Helping Children Make Sense of a Parent’s Mental Illness
Explaining mental illness to a child can be a challenging task for any parent living with mental illness. But it’s important to talk openly with children so they can make better sense of what the parent is going through and interpret certain behaviors they observe. Studies suggest that children who do not understand their parent’s mental illness will often internalize feelings of anger, guilt, anxiety and isolation as a way of coping with their daily experiences. The American Academy of Child and Adolescent Psychiatry (AACAP) suggests it may be helpful to approach the subject of mental illness by comparing it to physical illnesses so children can relate and make sense of the information.
The AACAP reminds parents to:
- Provide information about mental illness and how the parent is going to get better.
- Assure the child that he or she is not to blame.
- Engage help and support from family members.
- Consider family therapy to strengthen the positive elements in the home and help the child cope.
- Encourage the child to foster a strong relationship with a healthy adult.
Visit Psych Central for additional tips, suggestions and facts on discussing parental mental illness.
Sometimes My Mommy Gets Angry
By: Bebe Moore Campbell & E. B. Lewis
This children’s book illustrates the experience of a young girl whose mother lives with bipolar disorder and uses simple language to describe the child’s coping skills as she makes sense of her environment.
I’m Not Alone: A Teen’s Guide to Living with a Parent Who Has a Mental Illness
By: Michelle D. Sherman, PhD and DeAnne M. Sherman
This book offers teens essential information regarding mental illness, encourages open communication between teens and parents, offers tips on coping strategies and other words of comfort and support.

[Data excerpts]
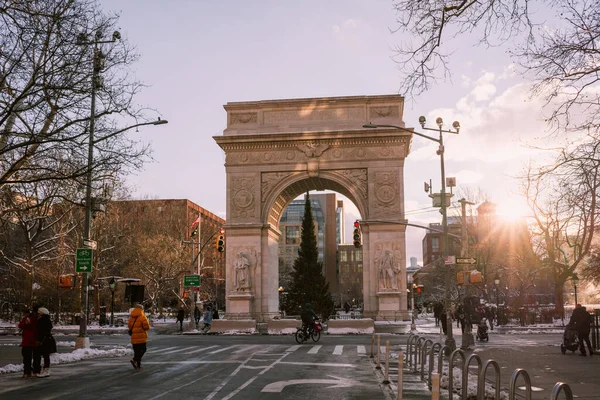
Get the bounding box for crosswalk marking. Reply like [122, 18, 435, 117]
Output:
[147, 346, 177, 354]
[162, 346, 198, 355]
[187, 345, 219, 354]
[356, 346, 367, 356]
[308, 344, 323, 354]
[208, 345, 237, 354]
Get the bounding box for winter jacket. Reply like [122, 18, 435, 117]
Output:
[127, 308, 150, 344]
[17, 313, 37, 347]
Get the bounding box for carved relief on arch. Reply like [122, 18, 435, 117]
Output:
[329, 168, 368, 200]
[230, 177, 259, 221]
[371, 171, 402, 216]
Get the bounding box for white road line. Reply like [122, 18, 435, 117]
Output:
[162, 346, 198, 355]
[286, 344, 302, 353]
[208, 344, 238, 354]
[308, 344, 323, 354]
[187, 345, 219, 354]
[146, 346, 177, 354]
[234, 344, 260, 353]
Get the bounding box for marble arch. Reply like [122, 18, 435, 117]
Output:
[214, 95, 412, 322]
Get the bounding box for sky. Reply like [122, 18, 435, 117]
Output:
[100, 0, 548, 264]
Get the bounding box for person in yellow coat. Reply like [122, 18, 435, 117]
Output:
[127, 304, 150, 369]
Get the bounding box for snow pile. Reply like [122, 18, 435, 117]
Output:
[0, 342, 133, 375]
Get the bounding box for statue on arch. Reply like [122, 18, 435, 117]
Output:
[377, 250, 400, 290]
[233, 251, 250, 291]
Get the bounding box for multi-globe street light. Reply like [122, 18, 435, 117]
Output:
[363, 116, 460, 350]
[76, 31, 168, 348]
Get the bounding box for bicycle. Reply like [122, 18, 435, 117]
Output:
[295, 321, 323, 344]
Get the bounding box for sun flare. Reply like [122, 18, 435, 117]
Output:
[496, 197, 531, 221]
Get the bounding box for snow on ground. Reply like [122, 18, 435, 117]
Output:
[0, 342, 133, 375]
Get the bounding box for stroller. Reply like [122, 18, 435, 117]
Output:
[476, 318, 490, 342]
[560, 323, 579, 354]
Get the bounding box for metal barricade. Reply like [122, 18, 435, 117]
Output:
[421, 339, 433, 381]
[550, 382, 573, 400]
[508, 368, 531, 400]
[461, 354, 481, 400]
[477, 360, 500, 400]
[427, 342, 443, 390]
[448, 349, 466, 400]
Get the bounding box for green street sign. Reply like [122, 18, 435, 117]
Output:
[456, 257, 477, 264]
[183, 275, 200, 287]
[75, 249, 94, 272]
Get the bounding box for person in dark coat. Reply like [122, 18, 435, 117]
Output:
[33, 307, 56, 378]
[17, 306, 38, 378]
[569, 304, 594, 357]
[194, 306, 200, 327]
[177, 307, 185, 331]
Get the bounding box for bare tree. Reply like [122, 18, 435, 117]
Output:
[523, 138, 600, 313]
[0, 0, 157, 194]
[394, 0, 600, 129]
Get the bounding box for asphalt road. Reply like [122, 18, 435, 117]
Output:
[0, 335, 386, 400]
[0, 332, 600, 400]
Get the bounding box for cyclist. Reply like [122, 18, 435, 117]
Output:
[300, 303, 319, 337]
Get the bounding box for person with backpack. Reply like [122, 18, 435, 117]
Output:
[17, 305, 38, 378]
[127, 304, 150, 369]
[33, 307, 56, 378]
[569, 304, 594, 357]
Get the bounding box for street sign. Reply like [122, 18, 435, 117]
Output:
[75, 249, 94, 272]
[183, 275, 200, 287]
[456, 257, 477, 264]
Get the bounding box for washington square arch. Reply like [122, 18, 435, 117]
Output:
[214, 95, 412, 323]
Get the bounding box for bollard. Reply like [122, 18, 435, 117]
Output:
[398, 350, 404, 400]
[370, 332, 375, 358]
[375, 335, 381, 369]
[431, 372, 440, 400]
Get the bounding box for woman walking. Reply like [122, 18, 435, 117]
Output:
[127, 304, 150, 369]
[33, 307, 56, 378]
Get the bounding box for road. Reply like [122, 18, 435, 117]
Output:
[0, 332, 600, 400]
[0, 335, 386, 400]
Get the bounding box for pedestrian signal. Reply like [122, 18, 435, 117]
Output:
[58, 275, 73, 289]
[352, 221, 362, 249]
[216, 229, 225, 253]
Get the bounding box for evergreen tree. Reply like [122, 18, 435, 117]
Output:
[284, 193, 333, 318]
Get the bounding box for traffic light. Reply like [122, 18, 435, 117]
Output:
[216, 229, 225, 253]
[352, 221, 362, 249]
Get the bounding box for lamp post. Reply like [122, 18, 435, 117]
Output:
[108, 278, 117, 326]
[363, 116, 460, 351]
[571, 272, 579, 305]
[75, 31, 168, 348]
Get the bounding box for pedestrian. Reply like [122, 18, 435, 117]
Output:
[569, 304, 594, 357]
[127, 304, 150, 369]
[17, 305, 38, 378]
[33, 307, 56, 378]
[177, 307, 185, 332]
[202, 306, 212, 332]
[194, 306, 200, 328]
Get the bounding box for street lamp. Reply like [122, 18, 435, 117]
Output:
[363, 116, 460, 351]
[76, 31, 168, 348]
[571, 272, 579, 305]
[108, 278, 117, 326]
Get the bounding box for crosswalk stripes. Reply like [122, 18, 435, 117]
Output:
[146, 344, 370, 360]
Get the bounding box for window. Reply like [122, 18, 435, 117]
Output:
[285, 226, 300, 244]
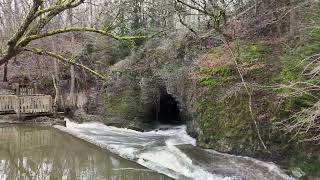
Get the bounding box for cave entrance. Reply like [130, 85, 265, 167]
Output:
[149, 93, 182, 125]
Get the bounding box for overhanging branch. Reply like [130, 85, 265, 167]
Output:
[17, 27, 162, 47]
[23, 47, 108, 80]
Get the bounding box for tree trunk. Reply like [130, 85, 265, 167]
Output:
[290, 0, 298, 38]
[3, 62, 8, 82]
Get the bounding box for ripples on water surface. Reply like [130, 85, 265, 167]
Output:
[0, 125, 170, 180]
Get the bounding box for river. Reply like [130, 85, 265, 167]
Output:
[0, 121, 293, 180]
[0, 125, 171, 180]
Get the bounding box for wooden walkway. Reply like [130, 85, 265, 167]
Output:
[0, 84, 53, 117]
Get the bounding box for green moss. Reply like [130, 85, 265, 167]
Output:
[288, 152, 320, 177]
[200, 66, 233, 78]
[207, 48, 224, 59]
[236, 41, 272, 64]
[199, 77, 218, 86]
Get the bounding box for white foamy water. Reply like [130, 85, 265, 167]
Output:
[55, 121, 292, 180]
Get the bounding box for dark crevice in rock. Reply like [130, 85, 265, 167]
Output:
[145, 92, 183, 125]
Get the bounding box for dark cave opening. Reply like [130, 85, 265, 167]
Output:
[149, 93, 183, 125]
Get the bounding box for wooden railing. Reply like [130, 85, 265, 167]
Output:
[0, 95, 53, 116]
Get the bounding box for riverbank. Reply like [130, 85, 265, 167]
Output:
[0, 115, 66, 126]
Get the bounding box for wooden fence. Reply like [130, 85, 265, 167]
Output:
[0, 95, 53, 116]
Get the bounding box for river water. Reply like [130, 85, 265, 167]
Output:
[56, 121, 293, 180]
[0, 121, 293, 180]
[0, 125, 171, 180]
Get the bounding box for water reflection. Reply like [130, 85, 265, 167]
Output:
[0, 125, 169, 180]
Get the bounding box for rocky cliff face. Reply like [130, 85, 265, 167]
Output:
[102, 32, 296, 159]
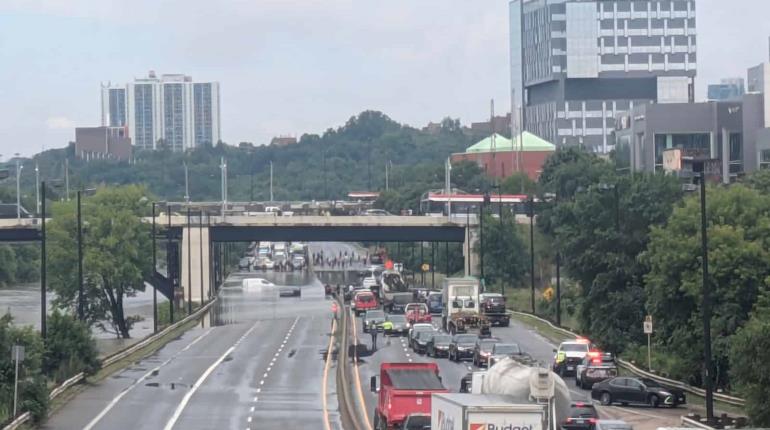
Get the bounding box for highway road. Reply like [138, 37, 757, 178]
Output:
[351, 304, 687, 430]
[43, 272, 340, 430]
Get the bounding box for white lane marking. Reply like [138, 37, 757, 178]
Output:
[83, 329, 212, 430]
[163, 320, 260, 430]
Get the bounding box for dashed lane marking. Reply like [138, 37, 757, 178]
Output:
[83, 329, 211, 430]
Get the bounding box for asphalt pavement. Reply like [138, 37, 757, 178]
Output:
[43, 271, 340, 430]
[351, 306, 687, 430]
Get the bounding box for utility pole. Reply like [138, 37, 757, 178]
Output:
[693, 162, 714, 423]
[14, 152, 24, 222]
[40, 181, 48, 341]
[35, 161, 40, 216]
[64, 158, 70, 201]
[152, 202, 158, 333]
[182, 161, 190, 203]
[529, 195, 535, 314]
[77, 190, 85, 321]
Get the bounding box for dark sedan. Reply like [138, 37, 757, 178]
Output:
[449, 334, 479, 361]
[473, 337, 500, 367]
[591, 376, 687, 408]
[412, 331, 436, 354]
[426, 334, 452, 358]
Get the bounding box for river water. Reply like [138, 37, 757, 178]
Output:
[0, 283, 160, 355]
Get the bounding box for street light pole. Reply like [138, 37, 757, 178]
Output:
[77, 190, 85, 321]
[40, 181, 48, 341]
[152, 202, 158, 333]
[35, 161, 40, 216]
[700, 164, 714, 422]
[16, 156, 24, 222]
[529, 195, 535, 314]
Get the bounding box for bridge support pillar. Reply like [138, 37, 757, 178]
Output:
[179, 226, 211, 304]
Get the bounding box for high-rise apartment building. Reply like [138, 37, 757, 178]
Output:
[509, 0, 697, 152]
[102, 72, 221, 151]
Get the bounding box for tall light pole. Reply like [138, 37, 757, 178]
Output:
[182, 161, 190, 203]
[693, 161, 714, 422]
[14, 152, 24, 221]
[35, 161, 40, 216]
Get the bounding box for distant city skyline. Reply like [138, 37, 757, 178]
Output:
[0, 0, 770, 159]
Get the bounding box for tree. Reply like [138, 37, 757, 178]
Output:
[48, 185, 151, 338]
[730, 294, 770, 427]
[43, 310, 99, 382]
[538, 174, 681, 352]
[643, 185, 770, 387]
[474, 213, 529, 286]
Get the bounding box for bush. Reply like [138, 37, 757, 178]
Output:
[730, 312, 770, 427]
[43, 310, 99, 382]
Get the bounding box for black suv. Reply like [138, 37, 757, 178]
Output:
[449, 333, 479, 361]
[561, 402, 599, 430]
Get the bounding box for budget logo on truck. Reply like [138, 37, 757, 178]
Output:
[471, 423, 533, 430]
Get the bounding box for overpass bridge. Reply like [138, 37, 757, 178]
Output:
[0, 215, 478, 310]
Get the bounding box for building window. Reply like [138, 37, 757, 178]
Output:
[730, 133, 743, 174]
[655, 133, 711, 171]
[759, 149, 770, 170]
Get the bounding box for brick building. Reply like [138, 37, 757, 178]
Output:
[452, 131, 556, 180]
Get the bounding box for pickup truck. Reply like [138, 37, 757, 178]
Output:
[405, 303, 432, 324]
[479, 293, 511, 327]
[370, 362, 449, 430]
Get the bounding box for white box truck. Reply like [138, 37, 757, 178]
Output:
[430, 393, 547, 430]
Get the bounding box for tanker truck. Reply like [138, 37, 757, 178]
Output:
[431, 358, 571, 430]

[Problem to work on]
Duplicate the part of the text on a parent's mental illness from "Sometimes My Mommy" to "of her environment.", word for word.

[Answer to this problem]
Sometimes My Mommy Gets Angry
By: Bebe Moore Campbell & E. B. Lewis
This children’s book illustrates the experience of a young girl whose mother lives with bipolar disorder and uses simple language to describe the child’s coping skills as she makes sense of her environment.